- _TASK INSTRUCTIONS_:
Every record gets copied exactly, and no picture goes with it.

· · · · · · ·

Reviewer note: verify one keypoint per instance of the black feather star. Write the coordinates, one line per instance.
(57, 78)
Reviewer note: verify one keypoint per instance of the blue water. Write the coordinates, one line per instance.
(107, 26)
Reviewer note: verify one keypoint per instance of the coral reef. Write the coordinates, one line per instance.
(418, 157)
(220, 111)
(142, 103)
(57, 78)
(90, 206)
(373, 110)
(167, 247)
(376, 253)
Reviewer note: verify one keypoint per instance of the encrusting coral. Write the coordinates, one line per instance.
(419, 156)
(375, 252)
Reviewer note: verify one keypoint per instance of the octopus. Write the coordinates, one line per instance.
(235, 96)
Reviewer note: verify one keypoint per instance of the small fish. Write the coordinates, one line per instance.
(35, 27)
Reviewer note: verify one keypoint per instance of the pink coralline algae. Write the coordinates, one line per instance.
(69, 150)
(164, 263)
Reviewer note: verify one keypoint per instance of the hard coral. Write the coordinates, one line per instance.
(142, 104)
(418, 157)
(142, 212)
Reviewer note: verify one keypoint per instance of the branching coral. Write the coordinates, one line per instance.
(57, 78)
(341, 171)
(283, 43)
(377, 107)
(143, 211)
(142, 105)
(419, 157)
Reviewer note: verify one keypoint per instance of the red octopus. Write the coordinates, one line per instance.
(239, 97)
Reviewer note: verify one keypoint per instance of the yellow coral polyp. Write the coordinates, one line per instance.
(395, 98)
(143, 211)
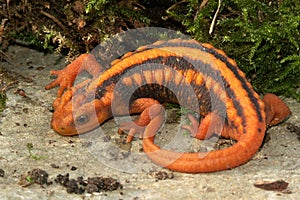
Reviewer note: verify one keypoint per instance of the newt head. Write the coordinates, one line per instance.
(78, 111)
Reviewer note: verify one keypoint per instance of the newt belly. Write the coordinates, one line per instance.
(195, 75)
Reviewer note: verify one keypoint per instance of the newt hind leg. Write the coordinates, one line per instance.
(210, 125)
(149, 109)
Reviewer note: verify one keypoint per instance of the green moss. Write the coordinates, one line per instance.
(262, 36)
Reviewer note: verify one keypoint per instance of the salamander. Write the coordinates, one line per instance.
(192, 74)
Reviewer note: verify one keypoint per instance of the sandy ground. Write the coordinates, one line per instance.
(27, 120)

· · · · · · ·

- _SOLUTION TO THE PROBLEM_:
Reviewer note: verify one keypoint per instance of the black feather star. Write the coordinates, one line per instance.
(57, 78)
Reviewer note: verify one keypoint per instance of the blue water. Write the coordinates, one line per instance.
(107, 26)
Reviewer note: verify one keypoint per instance of the coral reef. Write the coordinates, one line per instance.
(418, 157)
(220, 111)
(142, 103)
(57, 78)
(90, 206)
(373, 110)
(167, 247)
(376, 253)
Reviewer note: verify one keypoint per instance of the encrusting coral. Write the coordinates, one line per instance.
(419, 156)
(375, 252)
Reviewer note: verify one keypoint per instance of the octopus. Write the coordinates, one line per instance.
(235, 96)
Reviewer note: verify one keypoint per instance of the small fish. Write the coordinates, one line per instance.
(35, 27)
Reviewer note: verify one keypoint per instance of the pink coralline algae. Write the coordinates, one line per instance.
(69, 150)
(164, 263)
Reviewer note: verify one keypoint per instance of the hard coral. Write the coordinates, one line per instance.
(142, 104)
(418, 157)
(142, 212)
Reviewer note: verify one keypoint per instance of the branching coral. Write the coordinates, one line per instance.
(57, 78)
(341, 171)
(283, 43)
(377, 107)
(143, 211)
(142, 105)
(419, 157)
Reviewer note: verify one keypoint per instance of the red octopus. Write the coordinates, one line per instance.
(239, 97)
Reviewer note: verify one keypoint per instance of the yellow coral polyp. Write the coordinates, one line per instance.
(395, 98)
(143, 211)
Reviewer note: verify one keypoint per instance of the newt head. Write the coordinates, one line per instance.
(78, 111)
Reviewer note: verify one keypoint per instance of the newt belly. Write the coordinates, one line per instance.
(195, 75)
Reviewer note: verify one keypoint per instance of the newt hind leg. Write the coordinates, one line per instance.
(210, 125)
(149, 109)
Reviewer note: verify one keypoint per instance of the green moss. Write the coordinates, one line per instance.
(262, 36)
Reviewer note: verify one keypoint per instance of the salamander. Write the coordinates, one line per instance.
(192, 74)
Reviewer note: verify one keypoint per instance of the sandy ground. Write the coordinates, one line per instance.
(27, 120)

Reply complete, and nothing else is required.